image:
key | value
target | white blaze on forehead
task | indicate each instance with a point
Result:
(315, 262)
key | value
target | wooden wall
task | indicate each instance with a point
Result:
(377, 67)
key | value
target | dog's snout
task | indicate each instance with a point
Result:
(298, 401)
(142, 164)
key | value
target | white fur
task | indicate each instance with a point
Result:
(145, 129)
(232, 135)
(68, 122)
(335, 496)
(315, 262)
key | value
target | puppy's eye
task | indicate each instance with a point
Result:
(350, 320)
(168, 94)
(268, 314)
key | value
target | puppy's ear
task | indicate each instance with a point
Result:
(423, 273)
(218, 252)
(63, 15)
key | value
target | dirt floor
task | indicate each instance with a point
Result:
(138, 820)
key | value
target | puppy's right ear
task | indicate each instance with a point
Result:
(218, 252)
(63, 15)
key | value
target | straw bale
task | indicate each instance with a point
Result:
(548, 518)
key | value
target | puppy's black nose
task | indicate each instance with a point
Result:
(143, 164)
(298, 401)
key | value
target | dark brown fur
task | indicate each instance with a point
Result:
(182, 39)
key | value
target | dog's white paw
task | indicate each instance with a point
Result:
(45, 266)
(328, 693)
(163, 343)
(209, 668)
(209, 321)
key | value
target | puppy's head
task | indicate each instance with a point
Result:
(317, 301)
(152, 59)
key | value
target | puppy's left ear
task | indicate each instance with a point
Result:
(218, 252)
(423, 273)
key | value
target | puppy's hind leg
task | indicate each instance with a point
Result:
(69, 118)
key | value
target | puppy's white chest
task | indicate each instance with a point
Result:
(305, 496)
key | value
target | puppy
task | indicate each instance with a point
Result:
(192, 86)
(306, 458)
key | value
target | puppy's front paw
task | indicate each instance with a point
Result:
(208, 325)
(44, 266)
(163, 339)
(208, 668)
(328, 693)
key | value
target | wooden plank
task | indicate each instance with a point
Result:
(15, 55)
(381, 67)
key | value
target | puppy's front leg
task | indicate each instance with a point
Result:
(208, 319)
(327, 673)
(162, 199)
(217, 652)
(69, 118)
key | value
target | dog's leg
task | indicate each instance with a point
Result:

+++

#### [Task details]
Write out all of the records above exactly as they appear.

#### [Complete output]
image:
key | value
target | white blaze on forehead
task | indicate each instance with a point
Result:
(315, 262)
key | value
target | wooden wall
task | indicate each instance with a point
Result:
(377, 67)
key | value
target | dog's snout
task | indicate each instance with a point
Result:
(298, 401)
(142, 164)
key | value
target | white fur
task | indicate each instance with a point
Result:
(145, 129)
(232, 135)
(68, 122)
(335, 496)
(315, 262)
key | value
target | puppy's eye
task | indicate each instance with a point
Result:
(350, 320)
(168, 94)
(268, 314)
key | value
target | puppy's ear
task | indicate each instance with a point
Result:
(423, 273)
(218, 252)
(63, 15)
key | value
target | dirt floor
task | indicate each instance with a point
Result:
(138, 820)
key | value
target | puppy's right ear
task | indicate each instance with a point
Result:
(218, 252)
(63, 15)
key | value
target | straw bale
task | indicate each instance with a point
Result:
(548, 518)
key | value
target | puppy's black nose
task | indicate each instance with a point
Result:
(143, 164)
(298, 401)
key | value
target | dark brown fur
task | indicate each instance with a point
Result:
(182, 39)
key | value
target | dog's white paw
task | indicate each instance with a point
Result:
(45, 266)
(328, 693)
(163, 343)
(209, 668)
(209, 321)
key | value
target | puppy's head
task | indicate each instance with a point
Result:
(317, 301)
(152, 59)
key | value
target | puppy's left ear
task | indicate each instance with a point
Result:
(218, 252)
(423, 273)
key | value
target | puppy's hind leg
task | indicate each instance with a point
Result:
(69, 118)
key | value
target | puppy's white chest
task | indicate each instance with a point
Result:
(305, 496)
key | value
target | puppy
task | indicate each instance with a point
Result:
(192, 86)
(306, 458)
key | value
target | puppy's front paw
task | indicate each instance with a point
Result:
(208, 325)
(44, 266)
(163, 339)
(208, 668)
(328, 693)
key | value
target | wooden plank
task | indicate each instance with a point
Result:
(15, 55)
(381, 67)
key | value
target | puppy's front leg
task | indicate each instance with a point
Result:
(208, 319)
(327, 673)
(162, 199)
(217, 652)
(69, 118)
key | value
target | dog's leg
task | indicate each instance with a point
Result:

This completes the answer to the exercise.